▶ EXERCISE SET
1 – Answer these from the notes on congressional statistics:
(a) According to current House rules, in what kind of proceedings is the Speaker of the House not required to vote?
(b) Leadership and ideology scores are not displayed for members who introduced fewer than how many bills?
(c) What title is given to the senior-most member of a committee not in the majority party?
2 – Repeat word for word the part of the notes on congressional statistics starting with "Leadership/Ideology: The leadership" and going on through "and ideology statistics.".

======== TEXT PROVIDED

The Speaker’s Votes: Missed votes are not computed for the Speaker of the House. According to current House rules, the Speaker of the House is not required to vote in “ordinary legislative proceedings.” In practice this means the Speaker of the House rarely votes but is not considered absent.

Leadership/Ideology: The leadership and ideology scores are not displayed for Members of Congress who introduced fewer than 10 bills, or, for ideology, for Members of Congress that have a low leadership score, as there is usually not enough data in these cases to compute reliable leadership and ideology statistics.

Missing Bills: We exclude bills from some statistics where the sponsor’s original intent is not in the final bill because the bill’s text was replaced in whole with unrelated provisions (i.e. it became a vehicle for passage of unrelated provisions).

Ranking Members (RkMembs): The chair of a committee is always selected from the political party that holds the most seats in the chamber, called the “majority party”. The “ranking member” (sometimes “RkMembs”) is the title given to the senior-most member of the committee not in the majority party.

================
======== RAW DATA

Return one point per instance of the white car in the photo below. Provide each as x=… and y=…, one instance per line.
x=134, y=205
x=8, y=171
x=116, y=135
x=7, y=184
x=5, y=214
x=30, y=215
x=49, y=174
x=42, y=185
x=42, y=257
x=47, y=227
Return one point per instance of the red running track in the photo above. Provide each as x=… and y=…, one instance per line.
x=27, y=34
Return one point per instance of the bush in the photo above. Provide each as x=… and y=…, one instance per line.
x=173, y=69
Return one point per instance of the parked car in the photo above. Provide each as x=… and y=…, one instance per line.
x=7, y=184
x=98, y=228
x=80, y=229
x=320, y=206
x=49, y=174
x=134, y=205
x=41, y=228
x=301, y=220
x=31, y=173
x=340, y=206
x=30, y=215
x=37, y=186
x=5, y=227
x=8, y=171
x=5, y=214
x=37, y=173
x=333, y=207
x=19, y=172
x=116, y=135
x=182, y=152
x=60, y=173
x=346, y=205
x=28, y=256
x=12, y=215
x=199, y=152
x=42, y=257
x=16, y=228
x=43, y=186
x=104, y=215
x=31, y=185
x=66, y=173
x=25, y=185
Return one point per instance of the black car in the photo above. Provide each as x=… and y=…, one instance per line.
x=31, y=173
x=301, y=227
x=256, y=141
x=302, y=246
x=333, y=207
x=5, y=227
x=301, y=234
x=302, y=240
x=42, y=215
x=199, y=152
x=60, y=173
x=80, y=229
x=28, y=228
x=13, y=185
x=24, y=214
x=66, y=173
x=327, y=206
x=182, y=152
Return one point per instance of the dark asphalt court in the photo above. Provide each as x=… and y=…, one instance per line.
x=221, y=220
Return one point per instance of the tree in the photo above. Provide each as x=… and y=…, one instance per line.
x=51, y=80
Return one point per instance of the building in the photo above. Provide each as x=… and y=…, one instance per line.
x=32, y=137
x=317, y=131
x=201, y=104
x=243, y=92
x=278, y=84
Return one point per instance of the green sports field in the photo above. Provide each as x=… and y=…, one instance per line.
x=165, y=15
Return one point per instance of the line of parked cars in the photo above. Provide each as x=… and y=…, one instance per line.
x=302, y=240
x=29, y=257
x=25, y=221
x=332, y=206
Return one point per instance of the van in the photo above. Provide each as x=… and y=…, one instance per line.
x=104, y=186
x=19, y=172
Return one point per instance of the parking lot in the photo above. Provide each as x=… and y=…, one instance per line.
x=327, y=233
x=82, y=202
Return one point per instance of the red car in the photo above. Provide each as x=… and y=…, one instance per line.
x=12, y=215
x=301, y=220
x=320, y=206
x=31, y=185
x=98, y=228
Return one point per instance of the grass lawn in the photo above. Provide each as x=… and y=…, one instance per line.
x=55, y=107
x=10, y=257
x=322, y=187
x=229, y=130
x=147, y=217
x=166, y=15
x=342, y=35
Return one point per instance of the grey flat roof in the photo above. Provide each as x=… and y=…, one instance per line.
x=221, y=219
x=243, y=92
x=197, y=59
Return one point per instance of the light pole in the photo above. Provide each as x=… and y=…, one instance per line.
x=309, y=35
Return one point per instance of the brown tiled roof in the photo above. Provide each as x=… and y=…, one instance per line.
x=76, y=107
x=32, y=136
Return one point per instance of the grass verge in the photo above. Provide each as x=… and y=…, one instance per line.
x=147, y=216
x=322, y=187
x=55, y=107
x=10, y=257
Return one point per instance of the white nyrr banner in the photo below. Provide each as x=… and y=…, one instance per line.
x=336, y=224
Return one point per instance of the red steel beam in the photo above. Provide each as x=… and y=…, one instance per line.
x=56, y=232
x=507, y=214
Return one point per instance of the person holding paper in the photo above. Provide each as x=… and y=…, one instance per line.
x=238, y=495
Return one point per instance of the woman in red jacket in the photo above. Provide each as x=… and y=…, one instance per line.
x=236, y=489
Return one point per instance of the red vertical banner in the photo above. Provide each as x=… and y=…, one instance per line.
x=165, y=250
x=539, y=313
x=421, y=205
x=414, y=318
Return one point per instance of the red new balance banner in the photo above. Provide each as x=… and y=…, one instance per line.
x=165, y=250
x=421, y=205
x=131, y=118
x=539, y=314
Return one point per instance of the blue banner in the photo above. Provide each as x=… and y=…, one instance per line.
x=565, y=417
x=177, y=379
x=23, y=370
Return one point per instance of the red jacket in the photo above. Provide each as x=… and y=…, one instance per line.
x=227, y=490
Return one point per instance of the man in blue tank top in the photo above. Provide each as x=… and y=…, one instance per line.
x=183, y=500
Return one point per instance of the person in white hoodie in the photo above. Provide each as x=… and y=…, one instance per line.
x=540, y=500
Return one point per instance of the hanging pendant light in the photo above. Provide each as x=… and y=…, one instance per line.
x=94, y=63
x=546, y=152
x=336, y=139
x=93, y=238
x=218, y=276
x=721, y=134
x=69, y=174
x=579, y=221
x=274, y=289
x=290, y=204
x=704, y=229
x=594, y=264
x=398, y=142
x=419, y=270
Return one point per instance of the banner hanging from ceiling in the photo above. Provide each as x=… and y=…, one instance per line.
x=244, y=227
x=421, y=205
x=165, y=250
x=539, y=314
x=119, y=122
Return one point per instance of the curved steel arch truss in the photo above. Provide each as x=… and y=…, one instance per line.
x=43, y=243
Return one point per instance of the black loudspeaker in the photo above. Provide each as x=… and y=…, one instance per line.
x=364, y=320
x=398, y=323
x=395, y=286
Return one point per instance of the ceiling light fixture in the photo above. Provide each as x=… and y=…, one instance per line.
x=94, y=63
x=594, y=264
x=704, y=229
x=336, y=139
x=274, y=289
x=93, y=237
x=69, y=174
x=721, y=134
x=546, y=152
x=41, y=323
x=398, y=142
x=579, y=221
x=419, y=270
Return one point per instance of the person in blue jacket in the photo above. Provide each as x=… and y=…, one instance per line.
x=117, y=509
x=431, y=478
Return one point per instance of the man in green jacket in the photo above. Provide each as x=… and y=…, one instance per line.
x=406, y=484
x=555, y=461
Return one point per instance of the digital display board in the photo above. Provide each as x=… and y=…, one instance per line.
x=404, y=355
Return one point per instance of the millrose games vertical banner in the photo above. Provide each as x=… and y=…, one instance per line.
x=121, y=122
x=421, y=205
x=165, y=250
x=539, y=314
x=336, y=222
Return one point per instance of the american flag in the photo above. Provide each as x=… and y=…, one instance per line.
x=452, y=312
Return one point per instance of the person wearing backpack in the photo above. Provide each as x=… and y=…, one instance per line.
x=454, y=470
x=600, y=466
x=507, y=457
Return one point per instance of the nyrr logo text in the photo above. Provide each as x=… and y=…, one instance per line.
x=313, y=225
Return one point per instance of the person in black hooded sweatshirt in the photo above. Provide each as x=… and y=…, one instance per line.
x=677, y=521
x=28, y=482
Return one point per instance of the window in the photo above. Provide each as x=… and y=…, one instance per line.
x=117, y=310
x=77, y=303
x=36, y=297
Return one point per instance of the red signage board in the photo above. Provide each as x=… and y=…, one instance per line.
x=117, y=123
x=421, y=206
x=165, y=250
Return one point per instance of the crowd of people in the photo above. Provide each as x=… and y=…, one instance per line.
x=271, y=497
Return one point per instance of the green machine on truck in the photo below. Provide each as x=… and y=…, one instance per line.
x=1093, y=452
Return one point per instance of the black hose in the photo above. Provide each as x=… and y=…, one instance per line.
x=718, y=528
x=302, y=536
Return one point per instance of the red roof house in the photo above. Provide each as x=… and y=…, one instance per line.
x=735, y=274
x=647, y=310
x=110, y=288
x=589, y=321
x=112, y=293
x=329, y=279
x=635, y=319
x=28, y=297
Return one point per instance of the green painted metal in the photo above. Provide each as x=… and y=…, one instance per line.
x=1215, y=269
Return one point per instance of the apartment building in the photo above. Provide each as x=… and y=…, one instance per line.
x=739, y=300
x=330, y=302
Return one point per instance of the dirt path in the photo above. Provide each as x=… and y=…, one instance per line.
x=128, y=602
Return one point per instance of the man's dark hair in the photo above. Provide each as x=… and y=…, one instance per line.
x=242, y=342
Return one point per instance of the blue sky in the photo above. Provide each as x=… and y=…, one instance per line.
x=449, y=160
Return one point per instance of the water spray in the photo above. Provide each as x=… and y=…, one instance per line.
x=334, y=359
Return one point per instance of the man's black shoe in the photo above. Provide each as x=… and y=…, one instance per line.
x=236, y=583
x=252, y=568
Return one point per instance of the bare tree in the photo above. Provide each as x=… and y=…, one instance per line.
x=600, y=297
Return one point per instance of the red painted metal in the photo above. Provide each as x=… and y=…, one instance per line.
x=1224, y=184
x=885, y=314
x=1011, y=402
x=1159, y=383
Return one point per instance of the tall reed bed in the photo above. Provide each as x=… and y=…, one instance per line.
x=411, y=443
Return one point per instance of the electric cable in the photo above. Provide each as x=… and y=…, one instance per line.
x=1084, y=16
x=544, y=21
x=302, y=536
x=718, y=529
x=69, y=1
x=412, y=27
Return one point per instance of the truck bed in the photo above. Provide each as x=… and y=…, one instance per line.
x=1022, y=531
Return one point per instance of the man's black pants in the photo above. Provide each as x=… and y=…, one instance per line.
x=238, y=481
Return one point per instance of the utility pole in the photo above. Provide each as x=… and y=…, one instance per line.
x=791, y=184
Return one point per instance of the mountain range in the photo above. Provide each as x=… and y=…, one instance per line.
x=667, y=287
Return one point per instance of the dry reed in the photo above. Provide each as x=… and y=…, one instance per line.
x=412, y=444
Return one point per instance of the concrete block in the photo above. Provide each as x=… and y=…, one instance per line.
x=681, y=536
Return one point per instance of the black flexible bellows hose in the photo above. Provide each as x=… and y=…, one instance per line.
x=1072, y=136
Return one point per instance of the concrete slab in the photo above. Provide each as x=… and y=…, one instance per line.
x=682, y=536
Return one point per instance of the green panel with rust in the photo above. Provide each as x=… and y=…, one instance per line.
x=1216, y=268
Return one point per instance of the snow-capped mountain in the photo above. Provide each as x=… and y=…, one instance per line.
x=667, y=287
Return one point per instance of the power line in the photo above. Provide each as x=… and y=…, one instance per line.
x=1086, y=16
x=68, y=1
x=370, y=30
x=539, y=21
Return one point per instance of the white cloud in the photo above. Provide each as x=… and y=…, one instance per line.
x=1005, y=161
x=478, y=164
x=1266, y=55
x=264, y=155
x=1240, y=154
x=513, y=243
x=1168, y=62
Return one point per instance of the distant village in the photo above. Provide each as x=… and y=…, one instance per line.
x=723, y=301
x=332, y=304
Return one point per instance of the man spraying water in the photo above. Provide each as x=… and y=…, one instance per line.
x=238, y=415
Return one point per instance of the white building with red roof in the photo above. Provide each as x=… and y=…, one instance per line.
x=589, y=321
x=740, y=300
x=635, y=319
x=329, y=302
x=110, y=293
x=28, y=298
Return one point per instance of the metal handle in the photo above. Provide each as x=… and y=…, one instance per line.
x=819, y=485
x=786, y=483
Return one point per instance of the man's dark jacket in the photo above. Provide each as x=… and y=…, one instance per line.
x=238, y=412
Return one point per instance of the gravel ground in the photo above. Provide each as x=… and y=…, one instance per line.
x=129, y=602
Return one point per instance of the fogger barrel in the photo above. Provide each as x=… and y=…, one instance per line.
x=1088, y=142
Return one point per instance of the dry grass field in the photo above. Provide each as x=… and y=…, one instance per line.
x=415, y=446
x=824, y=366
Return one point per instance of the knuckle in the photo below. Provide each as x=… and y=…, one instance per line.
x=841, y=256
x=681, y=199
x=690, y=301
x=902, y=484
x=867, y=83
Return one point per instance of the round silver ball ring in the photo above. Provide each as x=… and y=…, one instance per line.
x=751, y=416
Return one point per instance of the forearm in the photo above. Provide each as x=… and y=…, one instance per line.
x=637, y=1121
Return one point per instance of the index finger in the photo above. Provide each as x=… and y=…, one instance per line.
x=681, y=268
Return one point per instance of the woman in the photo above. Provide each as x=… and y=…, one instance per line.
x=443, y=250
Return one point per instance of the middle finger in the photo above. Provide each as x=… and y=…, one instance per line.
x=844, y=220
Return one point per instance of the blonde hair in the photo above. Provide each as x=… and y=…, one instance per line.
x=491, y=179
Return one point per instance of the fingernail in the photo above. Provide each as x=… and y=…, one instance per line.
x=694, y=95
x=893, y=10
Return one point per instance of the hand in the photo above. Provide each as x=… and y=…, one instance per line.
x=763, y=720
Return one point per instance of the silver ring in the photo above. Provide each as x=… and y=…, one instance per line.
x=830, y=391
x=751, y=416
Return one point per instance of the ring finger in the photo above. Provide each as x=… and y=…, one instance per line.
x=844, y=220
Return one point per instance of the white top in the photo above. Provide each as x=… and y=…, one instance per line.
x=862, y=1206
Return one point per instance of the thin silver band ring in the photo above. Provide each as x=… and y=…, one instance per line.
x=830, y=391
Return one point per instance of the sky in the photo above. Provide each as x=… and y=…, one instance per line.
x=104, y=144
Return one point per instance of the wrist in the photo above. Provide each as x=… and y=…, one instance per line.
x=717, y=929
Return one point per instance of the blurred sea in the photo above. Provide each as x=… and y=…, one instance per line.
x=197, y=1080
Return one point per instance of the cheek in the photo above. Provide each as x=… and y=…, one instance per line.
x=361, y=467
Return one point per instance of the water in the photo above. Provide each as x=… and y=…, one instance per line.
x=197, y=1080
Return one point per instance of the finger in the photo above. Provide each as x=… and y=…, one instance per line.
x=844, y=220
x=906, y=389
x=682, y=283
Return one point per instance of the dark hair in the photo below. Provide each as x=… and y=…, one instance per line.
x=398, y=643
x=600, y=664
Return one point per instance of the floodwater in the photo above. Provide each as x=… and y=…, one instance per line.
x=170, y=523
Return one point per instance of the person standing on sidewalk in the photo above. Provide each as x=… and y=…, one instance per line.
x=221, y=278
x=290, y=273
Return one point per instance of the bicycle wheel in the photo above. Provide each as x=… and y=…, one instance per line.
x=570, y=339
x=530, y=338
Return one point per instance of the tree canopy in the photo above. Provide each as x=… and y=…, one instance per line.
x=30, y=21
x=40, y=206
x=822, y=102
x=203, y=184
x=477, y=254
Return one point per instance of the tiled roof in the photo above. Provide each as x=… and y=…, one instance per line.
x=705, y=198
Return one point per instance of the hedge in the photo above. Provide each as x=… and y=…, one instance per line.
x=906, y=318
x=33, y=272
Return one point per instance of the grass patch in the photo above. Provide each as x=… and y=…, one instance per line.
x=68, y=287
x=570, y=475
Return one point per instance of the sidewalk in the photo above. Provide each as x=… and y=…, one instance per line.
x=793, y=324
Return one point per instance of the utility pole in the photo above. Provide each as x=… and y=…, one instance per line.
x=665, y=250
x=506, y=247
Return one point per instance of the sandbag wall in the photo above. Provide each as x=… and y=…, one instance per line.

================

▶ LIST OF SOLUTIONS
1 –
(a) Ordinary legislative proceedings.
(b) 10.
(c) Ranking member.

2 –
Leadership/Ideology: The leadership and ideology scores are not displayed for Members of Congress who introduced fewer than 10 bills, or, for ideology, for Members of Congress that have a low leadership score, as there is usually not enough data in these cases to compute reliable leadership and ideology statistics.